++++ READING PASSAGE

Tobold's Blog
Thursday, January 14, 2010
 
The other point of view on STO

Common Sense Gamer Darren is back from a blogging break, and he likes Star Trek Online. Nevertheless he has to resort to an analogy of an awkward highschool date with acne turning out to look like a supermodel 20 years later to explain his attraction. Quotes:
"The ship combat is a bit awkward to deal with in terms of camera and movement, but everything else about it feels bang on….at the very least, the ship combat that is in there right now is a great starting point for STO to grow from. Land combat is the black sheep, but why wouldn’t it be since it is Star Trek and we don’t see land combat that often in that universe….it’s all about the pew-pew in space."
and
"Technically speaking, the game needs some work. Keep in mind, that it is open beta…the FIRST day of open beta…so I expected the usual gremlins to pop in and say hi. Lag, disconnects, stutter-like gameplay, unfinished content. We’ve been through this song and dance before and we will again. Some are making conclusions based on this and again, we’ve seen that kind of behavior from gamers before too….but I’m thinking they will wish they stuck with the awkwardness at the end of the day."
I've read other comments along similar lines, saying "Admittedly STO sucks for the first 10 levels, but it gets better after level 12 (or some say 20)". Not having played STO past level 12 or 20, and not being in the possession of a functioning crystal ball, I can't say how Star Trek Online will turn out in the long run. Maybe in half a year all the technical problems will be gone, and people will be extremely happy with Star Trek Online. Or maybe not.

From the point of view of both a reviewer and a potential customer, I would still say that *even if* Star Trek Online would improve a lot in the coming months, and play much more interesting in the higher levels, that sort of design / business decision has serious flaws. For the review I simply didn't have the opportunity to play much more than I did, as I only got into the closed beta late as a Fileplanet subscriber. And then of course you want to publish something when the NDA drops, not 3 months later when maybe there are less bugs and the game improved, but nobody wants to read a review of the game any more. I checked various blogs, and game sites, and the reviews on several of them were obviously based on even less play time than mine.

But it isn't just reviewers with real or imaginary publishing deadlines. The majority of players reacts in exactly the same way: Test the game in the open beta, or buy it and play the first free month, then unsubscribe if the game didn't live up to whatever you hoped it would be. A "the first 10 levels suck" design, and a release date prior to "when it's ready" are creating a barrier to entry that a lot of potential customers won't get past. If I had absolutely nothing else to play, I might stick with a flawed game and hope it improves over time. But the number of games to choose from is still growing at a fast pace, so chances are that a game which makes a bad first impression won't get the opportunity to make a better one later.

Of course that is somewhat superficial, and by not testing every game long enough I might have missed some really good ones. For example I hated the original tutorial of Fallen Earth in the beta so much that I never gave the game a real chance, but lots of bloggers report it is in fact a good game (and apparently they even redid the tutorial completely). But as long as I'm having fun with whatever else I'm playing at the moment, me having missed a game is the loss of the game developer, not my loss. Thus I think that the MMORPG industry really has to think their business and design practices over, and make a bigger effort to create games that are fun from the first minute you log on, and run reasonably well. The "it's just the beta" excuse isn't really working well in the open beta three weeks before release. You'll only end up with bad reviews and cancelled preorders, which are going to hurt the game for a long time.

++++++++

■ **PROBLEM STATEMENT**
Answer these questions about the blog post on Star Trek Online, one per line:
1. How did the blogger get into the closed beta?
2. Which game's original tutorial did the blogger hate so much in the beta that they never gave it a real chance?
3. According to Darren, on which day of open beta were his impressions formed?

++++ DATA

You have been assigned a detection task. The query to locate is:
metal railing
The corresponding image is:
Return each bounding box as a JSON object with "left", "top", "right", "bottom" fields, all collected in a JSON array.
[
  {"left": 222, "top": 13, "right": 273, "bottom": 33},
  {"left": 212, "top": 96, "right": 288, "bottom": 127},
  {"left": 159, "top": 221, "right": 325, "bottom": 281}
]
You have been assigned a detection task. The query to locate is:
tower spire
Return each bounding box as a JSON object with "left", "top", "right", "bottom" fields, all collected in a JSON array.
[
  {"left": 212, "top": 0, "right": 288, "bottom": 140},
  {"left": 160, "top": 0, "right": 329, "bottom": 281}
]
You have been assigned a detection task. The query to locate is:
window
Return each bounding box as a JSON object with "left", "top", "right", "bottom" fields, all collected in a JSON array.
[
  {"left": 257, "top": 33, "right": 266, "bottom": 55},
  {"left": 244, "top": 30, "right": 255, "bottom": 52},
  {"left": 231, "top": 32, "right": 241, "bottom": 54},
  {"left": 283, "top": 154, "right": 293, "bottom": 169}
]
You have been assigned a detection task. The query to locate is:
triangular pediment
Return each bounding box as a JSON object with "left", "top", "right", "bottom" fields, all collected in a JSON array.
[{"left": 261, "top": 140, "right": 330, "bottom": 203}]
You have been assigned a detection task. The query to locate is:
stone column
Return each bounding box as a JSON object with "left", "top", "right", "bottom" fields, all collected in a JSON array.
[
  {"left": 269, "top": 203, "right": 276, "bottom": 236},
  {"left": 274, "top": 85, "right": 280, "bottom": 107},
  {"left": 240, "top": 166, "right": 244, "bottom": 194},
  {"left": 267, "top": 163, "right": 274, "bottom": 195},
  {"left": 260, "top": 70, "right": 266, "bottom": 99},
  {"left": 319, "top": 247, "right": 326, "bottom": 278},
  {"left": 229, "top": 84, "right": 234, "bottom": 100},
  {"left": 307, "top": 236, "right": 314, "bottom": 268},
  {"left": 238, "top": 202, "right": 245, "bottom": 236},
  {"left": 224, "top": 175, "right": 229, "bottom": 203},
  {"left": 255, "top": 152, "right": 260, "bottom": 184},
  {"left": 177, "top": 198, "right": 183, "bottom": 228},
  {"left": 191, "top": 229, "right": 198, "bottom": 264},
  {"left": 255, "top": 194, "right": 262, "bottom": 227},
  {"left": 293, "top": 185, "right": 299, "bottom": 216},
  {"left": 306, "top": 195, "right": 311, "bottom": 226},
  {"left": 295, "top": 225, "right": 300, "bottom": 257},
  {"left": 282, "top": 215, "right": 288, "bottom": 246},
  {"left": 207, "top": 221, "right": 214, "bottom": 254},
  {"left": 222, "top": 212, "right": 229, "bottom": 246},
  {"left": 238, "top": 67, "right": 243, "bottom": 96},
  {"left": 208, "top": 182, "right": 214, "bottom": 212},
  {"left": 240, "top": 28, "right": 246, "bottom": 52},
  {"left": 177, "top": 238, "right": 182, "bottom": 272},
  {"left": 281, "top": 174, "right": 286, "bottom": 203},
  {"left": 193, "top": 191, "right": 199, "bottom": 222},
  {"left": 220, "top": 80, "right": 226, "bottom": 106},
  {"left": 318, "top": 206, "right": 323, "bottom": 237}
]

++++++++

■ **FULL RESPONSE**
1. Late, as a Fileplanet subscriber.
2. Fallen Earth.
3. The first day of open beta.